**WORK TO BE COMPLETED:** Please list every line in the records below that contains the word "jeans".

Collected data
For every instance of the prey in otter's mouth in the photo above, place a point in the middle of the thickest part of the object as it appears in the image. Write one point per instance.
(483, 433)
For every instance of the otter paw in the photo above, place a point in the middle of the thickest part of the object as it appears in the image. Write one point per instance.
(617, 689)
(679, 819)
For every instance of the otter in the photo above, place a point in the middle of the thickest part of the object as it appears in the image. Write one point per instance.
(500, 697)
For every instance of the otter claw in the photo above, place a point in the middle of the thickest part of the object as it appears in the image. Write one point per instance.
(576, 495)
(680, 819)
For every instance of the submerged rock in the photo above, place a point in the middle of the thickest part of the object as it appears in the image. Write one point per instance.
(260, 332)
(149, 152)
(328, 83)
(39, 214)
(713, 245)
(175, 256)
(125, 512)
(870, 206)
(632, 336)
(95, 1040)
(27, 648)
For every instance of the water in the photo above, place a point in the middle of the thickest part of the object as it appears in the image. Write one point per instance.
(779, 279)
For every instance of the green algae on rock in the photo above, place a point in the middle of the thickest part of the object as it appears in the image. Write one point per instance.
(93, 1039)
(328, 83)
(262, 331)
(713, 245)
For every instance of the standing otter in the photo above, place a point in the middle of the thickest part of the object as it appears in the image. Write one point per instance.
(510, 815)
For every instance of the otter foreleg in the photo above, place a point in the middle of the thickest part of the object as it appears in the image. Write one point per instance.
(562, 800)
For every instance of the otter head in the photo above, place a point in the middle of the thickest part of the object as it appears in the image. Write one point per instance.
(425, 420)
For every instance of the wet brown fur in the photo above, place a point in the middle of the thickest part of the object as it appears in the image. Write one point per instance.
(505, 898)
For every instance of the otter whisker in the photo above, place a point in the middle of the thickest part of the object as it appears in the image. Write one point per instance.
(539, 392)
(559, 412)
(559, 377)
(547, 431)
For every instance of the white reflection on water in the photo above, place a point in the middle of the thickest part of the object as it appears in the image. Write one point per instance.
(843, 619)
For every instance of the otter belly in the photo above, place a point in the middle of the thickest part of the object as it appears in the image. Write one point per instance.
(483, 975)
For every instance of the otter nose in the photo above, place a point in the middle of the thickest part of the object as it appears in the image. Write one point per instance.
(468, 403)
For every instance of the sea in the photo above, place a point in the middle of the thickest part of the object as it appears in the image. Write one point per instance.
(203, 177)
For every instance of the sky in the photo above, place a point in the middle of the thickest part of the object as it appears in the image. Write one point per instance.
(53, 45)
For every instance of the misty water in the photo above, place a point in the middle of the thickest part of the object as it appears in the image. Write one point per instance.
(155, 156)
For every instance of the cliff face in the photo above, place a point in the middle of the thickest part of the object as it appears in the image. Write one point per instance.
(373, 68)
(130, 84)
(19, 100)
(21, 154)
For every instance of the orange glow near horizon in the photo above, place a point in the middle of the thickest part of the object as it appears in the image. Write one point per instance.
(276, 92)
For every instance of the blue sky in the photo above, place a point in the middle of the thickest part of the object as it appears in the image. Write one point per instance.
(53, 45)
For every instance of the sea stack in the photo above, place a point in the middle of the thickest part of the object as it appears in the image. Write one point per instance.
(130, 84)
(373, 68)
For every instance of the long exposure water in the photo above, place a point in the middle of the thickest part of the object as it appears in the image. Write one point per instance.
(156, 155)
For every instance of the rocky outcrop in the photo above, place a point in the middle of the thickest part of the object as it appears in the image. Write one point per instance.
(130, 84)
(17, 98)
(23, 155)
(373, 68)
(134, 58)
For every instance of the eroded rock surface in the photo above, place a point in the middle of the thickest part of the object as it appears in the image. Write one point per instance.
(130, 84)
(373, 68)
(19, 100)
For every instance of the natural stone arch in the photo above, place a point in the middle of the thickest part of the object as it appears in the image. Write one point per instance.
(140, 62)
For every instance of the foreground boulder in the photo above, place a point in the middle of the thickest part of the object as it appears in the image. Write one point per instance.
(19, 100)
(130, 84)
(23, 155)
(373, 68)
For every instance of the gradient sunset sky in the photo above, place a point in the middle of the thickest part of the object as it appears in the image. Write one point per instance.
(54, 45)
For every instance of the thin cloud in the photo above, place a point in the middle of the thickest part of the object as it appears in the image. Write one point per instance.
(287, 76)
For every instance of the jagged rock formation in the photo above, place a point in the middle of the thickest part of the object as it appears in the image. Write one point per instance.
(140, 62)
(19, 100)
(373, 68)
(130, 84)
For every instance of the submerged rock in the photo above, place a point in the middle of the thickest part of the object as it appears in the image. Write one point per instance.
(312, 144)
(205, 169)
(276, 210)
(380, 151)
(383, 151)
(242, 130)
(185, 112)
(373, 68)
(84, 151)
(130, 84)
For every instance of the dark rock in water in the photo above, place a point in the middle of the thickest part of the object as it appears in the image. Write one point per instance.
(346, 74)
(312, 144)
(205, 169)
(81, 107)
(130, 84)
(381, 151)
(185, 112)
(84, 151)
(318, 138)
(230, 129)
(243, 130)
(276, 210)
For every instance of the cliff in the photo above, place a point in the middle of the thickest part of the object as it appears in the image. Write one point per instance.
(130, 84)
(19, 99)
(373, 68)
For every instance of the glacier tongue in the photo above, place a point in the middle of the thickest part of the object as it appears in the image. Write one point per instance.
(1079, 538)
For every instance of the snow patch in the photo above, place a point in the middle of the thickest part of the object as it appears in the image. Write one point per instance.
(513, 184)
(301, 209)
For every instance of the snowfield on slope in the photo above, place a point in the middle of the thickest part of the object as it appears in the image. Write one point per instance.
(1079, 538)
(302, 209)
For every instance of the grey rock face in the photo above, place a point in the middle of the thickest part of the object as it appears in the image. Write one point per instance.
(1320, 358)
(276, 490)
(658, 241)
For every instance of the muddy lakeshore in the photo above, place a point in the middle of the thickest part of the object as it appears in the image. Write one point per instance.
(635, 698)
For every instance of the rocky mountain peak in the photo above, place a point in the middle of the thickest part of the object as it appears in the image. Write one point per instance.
--
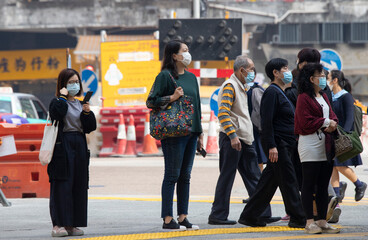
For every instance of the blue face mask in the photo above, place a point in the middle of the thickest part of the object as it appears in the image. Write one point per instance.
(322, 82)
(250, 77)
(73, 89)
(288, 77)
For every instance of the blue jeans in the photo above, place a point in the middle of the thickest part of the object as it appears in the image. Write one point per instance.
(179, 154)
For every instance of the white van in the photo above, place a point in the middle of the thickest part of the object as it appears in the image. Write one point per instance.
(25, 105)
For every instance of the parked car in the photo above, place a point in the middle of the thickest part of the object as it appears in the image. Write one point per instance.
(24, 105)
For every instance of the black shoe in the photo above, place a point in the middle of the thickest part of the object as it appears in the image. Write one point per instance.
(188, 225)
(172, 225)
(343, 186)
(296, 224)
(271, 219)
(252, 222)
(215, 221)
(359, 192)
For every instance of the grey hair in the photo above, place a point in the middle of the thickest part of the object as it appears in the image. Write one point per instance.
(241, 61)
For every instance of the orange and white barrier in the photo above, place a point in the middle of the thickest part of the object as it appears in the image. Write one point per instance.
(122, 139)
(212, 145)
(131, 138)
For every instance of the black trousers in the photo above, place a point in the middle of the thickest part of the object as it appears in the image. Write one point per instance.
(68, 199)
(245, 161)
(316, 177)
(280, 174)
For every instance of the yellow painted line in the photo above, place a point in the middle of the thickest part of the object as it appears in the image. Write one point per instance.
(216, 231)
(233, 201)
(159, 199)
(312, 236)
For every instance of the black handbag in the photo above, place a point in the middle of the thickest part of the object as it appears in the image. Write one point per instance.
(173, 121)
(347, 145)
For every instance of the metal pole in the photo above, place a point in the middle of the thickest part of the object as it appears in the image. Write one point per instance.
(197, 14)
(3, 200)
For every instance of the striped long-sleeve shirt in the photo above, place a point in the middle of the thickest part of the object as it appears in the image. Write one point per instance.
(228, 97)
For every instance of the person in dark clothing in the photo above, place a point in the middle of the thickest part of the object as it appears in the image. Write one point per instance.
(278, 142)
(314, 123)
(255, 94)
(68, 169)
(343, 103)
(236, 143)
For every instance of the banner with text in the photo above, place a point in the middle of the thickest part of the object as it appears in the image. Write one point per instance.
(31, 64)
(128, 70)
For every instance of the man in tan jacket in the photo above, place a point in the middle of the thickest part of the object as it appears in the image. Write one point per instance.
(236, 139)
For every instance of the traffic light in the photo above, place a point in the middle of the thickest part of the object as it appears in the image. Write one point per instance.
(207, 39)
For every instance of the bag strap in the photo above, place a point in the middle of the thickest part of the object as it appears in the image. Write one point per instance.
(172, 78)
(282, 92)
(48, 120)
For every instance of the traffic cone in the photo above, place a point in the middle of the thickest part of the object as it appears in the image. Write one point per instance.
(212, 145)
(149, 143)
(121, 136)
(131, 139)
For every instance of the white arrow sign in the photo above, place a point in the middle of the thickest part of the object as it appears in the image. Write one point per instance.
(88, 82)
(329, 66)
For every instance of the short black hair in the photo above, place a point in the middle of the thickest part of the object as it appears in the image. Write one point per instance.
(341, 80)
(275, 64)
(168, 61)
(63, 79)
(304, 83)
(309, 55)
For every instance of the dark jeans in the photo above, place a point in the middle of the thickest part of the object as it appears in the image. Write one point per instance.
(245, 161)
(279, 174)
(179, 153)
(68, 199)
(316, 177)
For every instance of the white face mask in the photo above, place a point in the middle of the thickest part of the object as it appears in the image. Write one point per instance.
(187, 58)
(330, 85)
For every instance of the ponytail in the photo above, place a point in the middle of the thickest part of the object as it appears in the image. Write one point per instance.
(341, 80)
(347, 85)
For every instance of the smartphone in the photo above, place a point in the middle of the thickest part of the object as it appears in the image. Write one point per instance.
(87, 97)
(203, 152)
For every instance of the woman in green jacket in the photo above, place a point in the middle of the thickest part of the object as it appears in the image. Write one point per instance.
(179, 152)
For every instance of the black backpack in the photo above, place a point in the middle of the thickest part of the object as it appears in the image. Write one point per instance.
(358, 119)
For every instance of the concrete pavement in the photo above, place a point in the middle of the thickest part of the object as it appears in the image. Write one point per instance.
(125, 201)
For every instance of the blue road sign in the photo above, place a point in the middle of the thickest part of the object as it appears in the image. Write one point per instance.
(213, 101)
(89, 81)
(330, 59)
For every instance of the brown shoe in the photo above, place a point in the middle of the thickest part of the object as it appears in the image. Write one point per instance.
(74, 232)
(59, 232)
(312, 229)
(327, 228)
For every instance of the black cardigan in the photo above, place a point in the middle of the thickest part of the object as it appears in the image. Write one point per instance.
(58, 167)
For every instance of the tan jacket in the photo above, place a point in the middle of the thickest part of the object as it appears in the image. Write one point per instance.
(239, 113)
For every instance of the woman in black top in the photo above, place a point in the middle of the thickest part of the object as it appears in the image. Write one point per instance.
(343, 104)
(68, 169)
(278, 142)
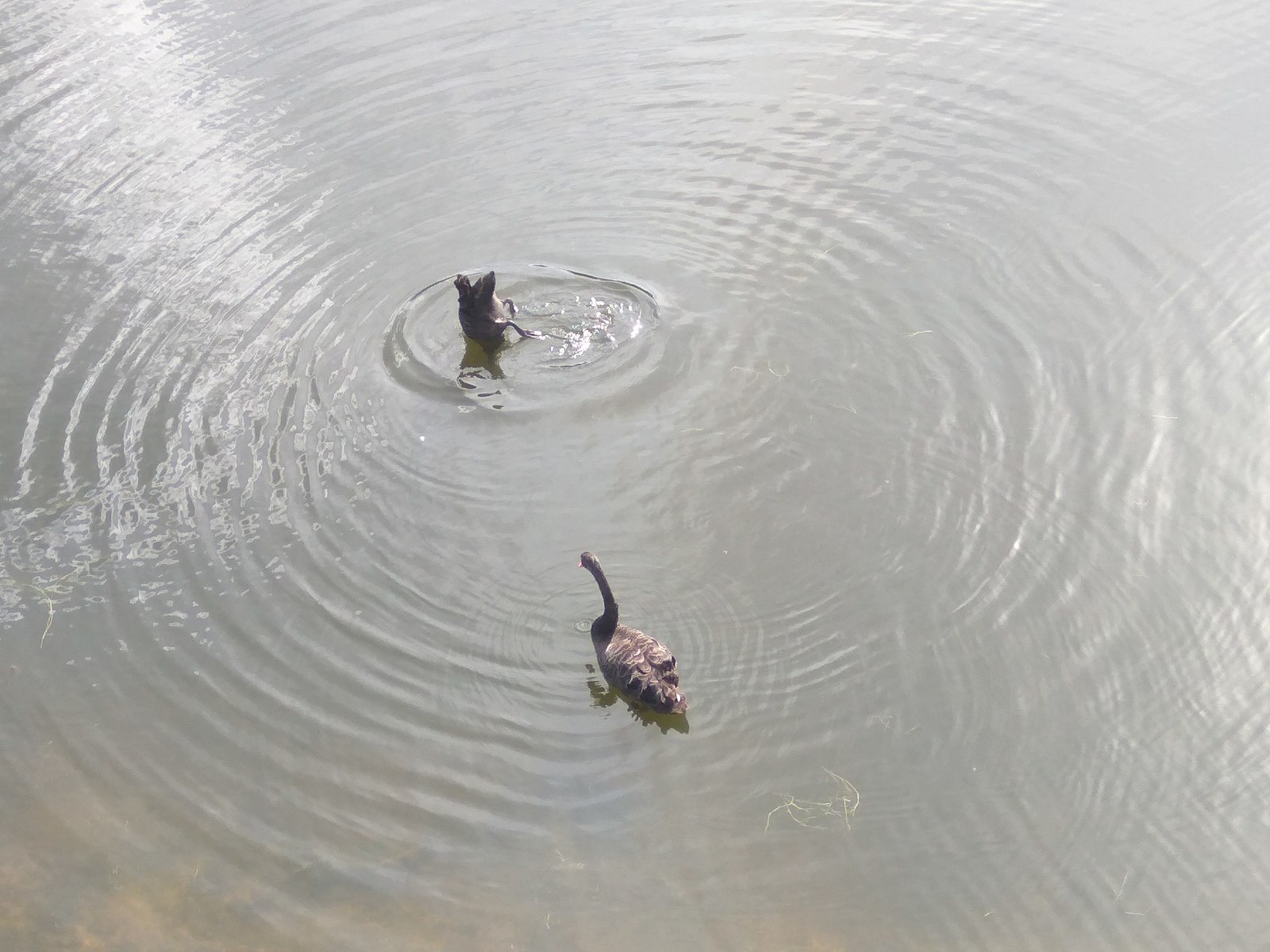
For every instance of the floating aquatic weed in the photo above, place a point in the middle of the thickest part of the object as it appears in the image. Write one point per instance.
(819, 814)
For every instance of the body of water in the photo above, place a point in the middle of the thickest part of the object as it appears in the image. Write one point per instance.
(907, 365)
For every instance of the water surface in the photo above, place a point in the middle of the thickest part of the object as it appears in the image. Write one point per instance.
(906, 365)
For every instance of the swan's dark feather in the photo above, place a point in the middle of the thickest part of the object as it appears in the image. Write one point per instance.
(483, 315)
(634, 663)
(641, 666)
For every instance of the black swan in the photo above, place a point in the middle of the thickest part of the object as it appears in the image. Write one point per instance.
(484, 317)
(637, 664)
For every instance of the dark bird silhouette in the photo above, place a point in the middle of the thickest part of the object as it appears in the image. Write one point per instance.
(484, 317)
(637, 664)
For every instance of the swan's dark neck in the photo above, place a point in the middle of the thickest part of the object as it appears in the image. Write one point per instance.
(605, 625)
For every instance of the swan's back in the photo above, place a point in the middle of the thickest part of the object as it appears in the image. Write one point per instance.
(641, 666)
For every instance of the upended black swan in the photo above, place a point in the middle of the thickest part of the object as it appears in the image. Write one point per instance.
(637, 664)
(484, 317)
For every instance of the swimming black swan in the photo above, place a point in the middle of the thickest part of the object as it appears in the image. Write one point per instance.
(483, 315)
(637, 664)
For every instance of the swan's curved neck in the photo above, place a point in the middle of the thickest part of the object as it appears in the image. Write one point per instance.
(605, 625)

**ANSWER TO THIS TASK:**
For every instance of the blue jeans in the photo above, place a point in the middle of the thickest part of the object as it appears in the image. Write one point per instance.
For every instance of the dark jeans in the photo above, place a point in the middle of the thickest part of the object as it appears in the image. Write one point per instance.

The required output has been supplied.